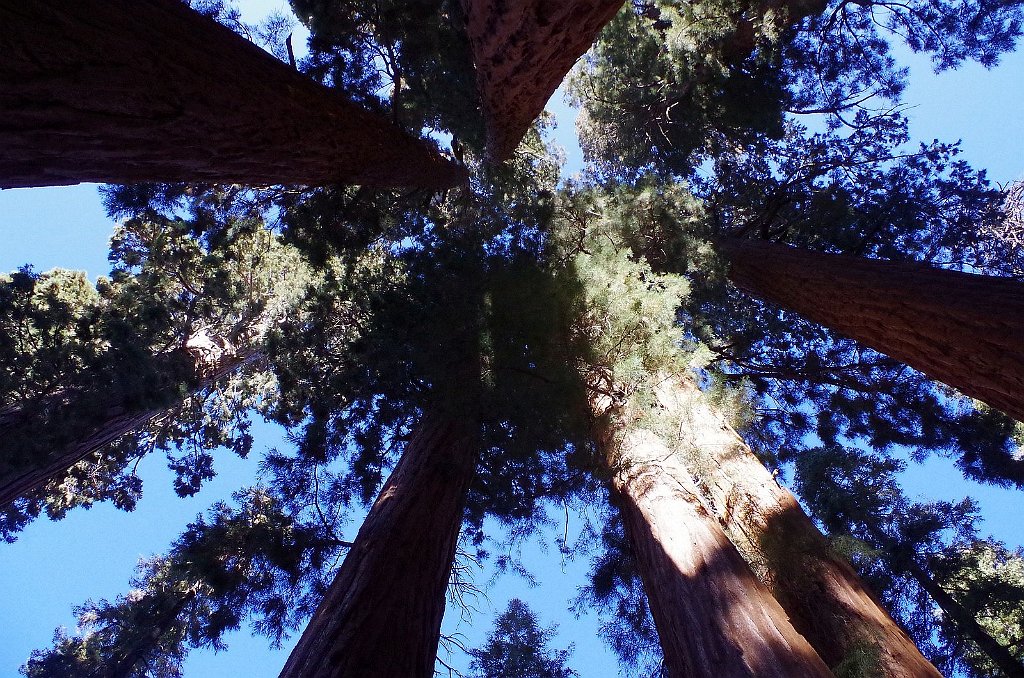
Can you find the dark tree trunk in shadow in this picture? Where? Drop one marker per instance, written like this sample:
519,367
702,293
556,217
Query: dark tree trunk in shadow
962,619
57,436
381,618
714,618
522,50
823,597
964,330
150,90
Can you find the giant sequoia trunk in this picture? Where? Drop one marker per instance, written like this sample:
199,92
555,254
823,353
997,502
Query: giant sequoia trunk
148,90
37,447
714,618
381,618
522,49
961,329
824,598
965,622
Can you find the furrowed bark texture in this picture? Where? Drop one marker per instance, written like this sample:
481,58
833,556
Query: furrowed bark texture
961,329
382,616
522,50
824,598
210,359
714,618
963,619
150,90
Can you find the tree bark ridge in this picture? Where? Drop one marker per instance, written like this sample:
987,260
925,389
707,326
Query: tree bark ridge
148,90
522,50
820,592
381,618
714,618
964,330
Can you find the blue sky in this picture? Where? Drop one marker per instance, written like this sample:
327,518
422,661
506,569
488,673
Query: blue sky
--
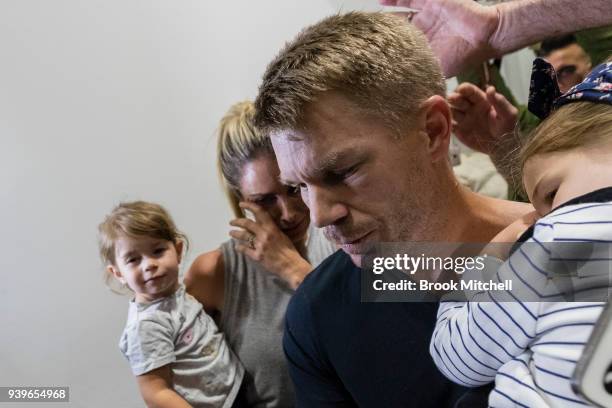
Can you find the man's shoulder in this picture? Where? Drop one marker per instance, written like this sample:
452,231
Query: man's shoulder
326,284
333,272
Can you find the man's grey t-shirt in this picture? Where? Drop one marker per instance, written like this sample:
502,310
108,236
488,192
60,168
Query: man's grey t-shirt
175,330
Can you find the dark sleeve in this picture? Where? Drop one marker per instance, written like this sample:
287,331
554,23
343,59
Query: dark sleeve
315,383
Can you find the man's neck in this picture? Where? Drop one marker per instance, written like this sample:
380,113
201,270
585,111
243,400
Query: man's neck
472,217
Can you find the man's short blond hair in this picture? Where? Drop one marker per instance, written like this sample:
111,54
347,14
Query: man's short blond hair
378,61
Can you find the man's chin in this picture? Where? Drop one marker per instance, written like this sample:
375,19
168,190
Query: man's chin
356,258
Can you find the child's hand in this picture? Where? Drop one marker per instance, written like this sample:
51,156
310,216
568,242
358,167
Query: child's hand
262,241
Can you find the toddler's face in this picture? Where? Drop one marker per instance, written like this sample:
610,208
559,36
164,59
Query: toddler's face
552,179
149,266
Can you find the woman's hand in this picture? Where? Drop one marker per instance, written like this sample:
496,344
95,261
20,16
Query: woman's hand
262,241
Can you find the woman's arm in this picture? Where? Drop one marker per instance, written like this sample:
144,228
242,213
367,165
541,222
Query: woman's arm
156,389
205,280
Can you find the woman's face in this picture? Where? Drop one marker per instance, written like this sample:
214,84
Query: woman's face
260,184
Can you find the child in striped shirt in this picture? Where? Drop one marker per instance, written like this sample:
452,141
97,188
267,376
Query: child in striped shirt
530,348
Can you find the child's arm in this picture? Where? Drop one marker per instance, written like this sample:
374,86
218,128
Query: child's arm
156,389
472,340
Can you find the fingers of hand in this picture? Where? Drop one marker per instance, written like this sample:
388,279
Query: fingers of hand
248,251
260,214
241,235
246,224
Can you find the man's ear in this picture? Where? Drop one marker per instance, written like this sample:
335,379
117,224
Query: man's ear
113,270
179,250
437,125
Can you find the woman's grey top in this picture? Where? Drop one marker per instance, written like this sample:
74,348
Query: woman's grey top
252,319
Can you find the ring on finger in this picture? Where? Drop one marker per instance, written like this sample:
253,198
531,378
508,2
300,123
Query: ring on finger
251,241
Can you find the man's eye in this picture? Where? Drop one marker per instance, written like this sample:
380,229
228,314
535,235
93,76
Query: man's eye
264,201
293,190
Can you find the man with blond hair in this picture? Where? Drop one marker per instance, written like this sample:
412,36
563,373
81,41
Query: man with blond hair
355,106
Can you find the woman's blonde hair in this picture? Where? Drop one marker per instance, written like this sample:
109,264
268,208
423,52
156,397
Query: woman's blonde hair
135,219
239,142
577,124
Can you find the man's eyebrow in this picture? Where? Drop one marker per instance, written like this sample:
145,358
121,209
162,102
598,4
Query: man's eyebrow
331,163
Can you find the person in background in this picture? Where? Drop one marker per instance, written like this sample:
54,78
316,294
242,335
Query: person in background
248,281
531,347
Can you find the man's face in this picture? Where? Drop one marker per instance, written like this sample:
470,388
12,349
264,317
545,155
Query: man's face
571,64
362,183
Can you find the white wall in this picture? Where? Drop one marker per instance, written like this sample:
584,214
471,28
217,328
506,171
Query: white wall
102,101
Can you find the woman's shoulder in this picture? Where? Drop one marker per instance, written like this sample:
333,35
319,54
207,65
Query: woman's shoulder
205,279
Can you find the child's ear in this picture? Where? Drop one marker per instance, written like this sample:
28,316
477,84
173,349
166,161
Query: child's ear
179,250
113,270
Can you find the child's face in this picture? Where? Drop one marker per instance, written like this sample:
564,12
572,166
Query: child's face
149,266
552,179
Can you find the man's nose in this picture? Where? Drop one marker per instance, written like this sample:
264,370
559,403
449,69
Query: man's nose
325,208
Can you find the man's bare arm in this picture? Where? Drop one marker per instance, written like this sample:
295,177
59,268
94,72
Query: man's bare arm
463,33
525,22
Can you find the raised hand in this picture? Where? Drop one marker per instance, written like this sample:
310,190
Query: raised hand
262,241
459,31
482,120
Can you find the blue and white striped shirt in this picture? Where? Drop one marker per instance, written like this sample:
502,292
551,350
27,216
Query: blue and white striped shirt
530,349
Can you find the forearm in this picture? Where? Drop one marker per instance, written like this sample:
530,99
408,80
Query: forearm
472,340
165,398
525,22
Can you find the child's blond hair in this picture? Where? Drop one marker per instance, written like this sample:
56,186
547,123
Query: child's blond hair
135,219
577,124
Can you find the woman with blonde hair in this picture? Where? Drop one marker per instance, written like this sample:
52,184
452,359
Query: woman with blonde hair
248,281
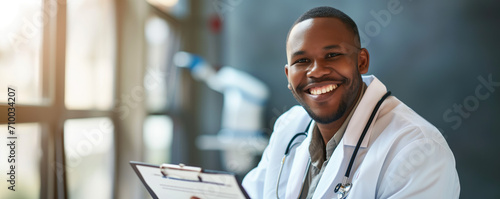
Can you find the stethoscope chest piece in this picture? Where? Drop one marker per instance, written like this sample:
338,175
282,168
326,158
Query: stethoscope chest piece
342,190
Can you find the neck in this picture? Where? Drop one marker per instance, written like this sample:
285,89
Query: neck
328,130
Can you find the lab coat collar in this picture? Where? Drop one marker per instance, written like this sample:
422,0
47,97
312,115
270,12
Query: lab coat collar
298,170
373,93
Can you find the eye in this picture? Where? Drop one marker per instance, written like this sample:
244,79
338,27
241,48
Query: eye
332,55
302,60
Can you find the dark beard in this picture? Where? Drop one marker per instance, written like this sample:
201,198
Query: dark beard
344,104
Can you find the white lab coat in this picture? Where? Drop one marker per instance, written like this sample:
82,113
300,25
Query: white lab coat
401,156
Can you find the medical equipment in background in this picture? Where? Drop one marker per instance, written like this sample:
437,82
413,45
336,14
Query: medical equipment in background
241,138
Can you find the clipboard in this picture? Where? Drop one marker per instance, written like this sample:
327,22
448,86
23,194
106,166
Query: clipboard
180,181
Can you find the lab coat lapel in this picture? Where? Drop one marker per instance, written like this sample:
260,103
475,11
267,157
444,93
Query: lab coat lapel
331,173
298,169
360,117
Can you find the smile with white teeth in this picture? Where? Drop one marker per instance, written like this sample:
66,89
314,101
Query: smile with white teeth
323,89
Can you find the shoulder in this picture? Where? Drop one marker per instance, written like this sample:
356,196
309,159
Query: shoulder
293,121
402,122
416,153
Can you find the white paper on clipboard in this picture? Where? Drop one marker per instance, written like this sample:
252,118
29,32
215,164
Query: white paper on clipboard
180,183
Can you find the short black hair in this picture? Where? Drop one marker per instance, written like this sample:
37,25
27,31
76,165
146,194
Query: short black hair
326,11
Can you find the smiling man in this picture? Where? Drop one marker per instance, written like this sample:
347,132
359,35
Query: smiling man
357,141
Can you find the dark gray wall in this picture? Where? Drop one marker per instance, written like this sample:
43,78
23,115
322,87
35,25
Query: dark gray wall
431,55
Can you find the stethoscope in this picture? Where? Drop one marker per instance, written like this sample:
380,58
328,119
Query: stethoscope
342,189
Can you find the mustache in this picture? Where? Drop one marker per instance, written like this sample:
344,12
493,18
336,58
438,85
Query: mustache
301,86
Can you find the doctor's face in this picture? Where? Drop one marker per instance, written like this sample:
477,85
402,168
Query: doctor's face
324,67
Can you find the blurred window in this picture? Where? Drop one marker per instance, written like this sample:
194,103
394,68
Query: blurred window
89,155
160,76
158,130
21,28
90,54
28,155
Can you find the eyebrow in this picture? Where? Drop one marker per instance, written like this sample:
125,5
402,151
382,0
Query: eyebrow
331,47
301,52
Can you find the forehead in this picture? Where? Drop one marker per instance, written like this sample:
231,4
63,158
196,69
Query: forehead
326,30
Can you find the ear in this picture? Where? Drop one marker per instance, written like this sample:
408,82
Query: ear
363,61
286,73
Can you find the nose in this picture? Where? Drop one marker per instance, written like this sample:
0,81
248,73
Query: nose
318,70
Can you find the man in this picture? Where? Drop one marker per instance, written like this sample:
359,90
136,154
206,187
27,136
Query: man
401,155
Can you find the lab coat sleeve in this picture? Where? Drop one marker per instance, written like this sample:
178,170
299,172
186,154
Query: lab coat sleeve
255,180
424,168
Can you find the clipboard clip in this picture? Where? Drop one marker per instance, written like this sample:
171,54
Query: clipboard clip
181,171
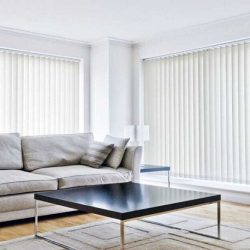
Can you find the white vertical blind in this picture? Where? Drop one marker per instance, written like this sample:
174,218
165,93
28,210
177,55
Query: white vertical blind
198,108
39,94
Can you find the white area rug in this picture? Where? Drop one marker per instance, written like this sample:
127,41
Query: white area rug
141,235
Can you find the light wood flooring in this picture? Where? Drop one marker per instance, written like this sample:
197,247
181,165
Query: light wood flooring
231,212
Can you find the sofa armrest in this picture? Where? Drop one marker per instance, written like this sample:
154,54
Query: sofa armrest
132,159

**TASK TO COMPLETE**
From the records above, repeat exactly the lines from the one with "Can you find the dark tree" through the one with "Query: blue sky", both included.

**ANSWER BOX**
Can you find the dark tree trunk in shadow in this picture? Where? Drop one marker per instance, written like this sample:
519,367
702,293
556,217
Query: dark tree trunk in shadow
962,619
57,436
381,618
714,618
522,50
823,597
964,330
150,90
Can you find the giant sequoia trunk in this picture? Where? Drop one marker per instance, written like this sample:
199,92
555,254
823,353
997,502
Query: giant sequoia trunk
148,90
37,447
714,618
381,618
522,49
961,329
824,598
965,622
Can you find the furrowed bark texture in this picture? Where? Drop one marker per instance, written like this sample:
481,58
833,556
Query: furrowed bark texture
961,329
382,616
522,50
824,598
210,359
714,618
963,619
150,90
Can you find the tree bark ridge in this picture? Where? Drop one marker per instance, written like this sample:
987,260
925,389
707,326
Query: tree bark ridge
148,90
522,50
820,592
381,618
714,618
964,330
Can you find the blue sky in this picture? Where? Drop one marker per instance, written like this sample:
327,518
422,661
506,569
488,673
Query: blue sky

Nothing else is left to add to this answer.